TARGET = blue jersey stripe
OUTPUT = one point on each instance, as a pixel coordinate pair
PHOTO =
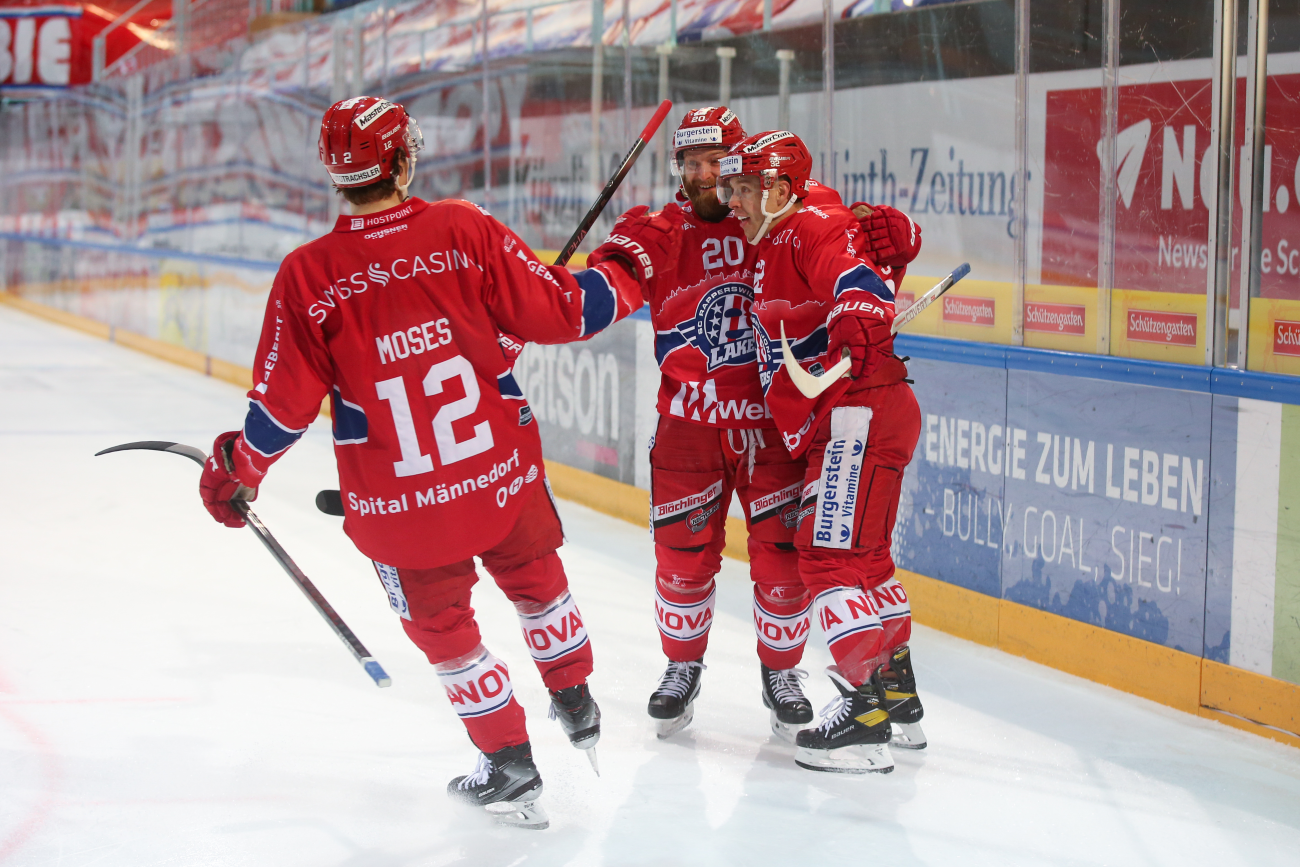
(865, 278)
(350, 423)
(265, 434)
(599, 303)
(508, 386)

---

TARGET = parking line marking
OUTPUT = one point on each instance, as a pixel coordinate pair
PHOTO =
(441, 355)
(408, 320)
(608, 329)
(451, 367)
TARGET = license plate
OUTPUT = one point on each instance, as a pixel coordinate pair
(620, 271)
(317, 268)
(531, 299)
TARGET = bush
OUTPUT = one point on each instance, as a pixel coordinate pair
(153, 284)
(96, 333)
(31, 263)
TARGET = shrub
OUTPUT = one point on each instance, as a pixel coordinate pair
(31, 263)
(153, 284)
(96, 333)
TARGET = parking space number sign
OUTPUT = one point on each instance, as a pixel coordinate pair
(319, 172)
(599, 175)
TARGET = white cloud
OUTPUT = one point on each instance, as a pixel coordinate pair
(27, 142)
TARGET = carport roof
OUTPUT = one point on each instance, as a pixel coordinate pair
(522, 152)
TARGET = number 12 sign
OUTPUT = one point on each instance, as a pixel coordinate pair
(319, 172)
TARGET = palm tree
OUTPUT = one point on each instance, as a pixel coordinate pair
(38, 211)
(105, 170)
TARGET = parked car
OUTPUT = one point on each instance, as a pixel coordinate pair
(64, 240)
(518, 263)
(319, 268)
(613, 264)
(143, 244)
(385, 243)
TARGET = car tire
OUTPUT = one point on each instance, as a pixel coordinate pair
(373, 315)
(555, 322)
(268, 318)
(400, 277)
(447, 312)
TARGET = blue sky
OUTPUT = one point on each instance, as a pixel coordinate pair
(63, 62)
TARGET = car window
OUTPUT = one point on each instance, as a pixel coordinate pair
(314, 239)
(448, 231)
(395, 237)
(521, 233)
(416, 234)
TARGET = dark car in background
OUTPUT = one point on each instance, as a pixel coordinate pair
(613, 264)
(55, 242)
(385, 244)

EXERCISE AIM: Only one stretch of the data above is needed. Restate it word for word, from the line containing "TARGET = shrub" through the line containing "TARGET = car window", both ends included.

ANSWER BELOW:
TARGET = shrub
OUTPUT = one point on each instance, as a pixel coordinate pair
(31, 263)
(153, 284)
(96, 333)
TARGET = parking space number sign
OUTPUT = one point on each instance, as a pixel coordinate pair
(319, 172)
(599, 175)
TARGET = white cloud
OUTPUT = one point on each instance, as a pixel coordinate pair
(27, 142)
TARGET = carport roof
OUTPUT = one point on each instance, as a pixel coordinate pair
(522, 152)
TARGET = number 12 sign
OUTPUT = one point on each instance, as a pixel coordinate pair
(319, 172)
TARGET = palm tree
OUTPUT = one point on each instance, as a pixel coordinate pair
(38, 211)
(105, 170)
TARGET = parked car
OUTPUT = one point on each instance, as a pixel coordinate pair
(64, 240)
(518, 263)
(319, 268)
(613, 264)
(143, 244)
(385, 243)
TARGET = car tire
OUTPUT = one point on each instance, as a pixel coordinate pair
(373, 315)
(555, 322)
(268, 318)
(400, 277)
(447, 312)
TARGET = blue sky
OUTPUT = one point on each instance, as a pixel coordinate pair
(63, 62)
TARGET = car window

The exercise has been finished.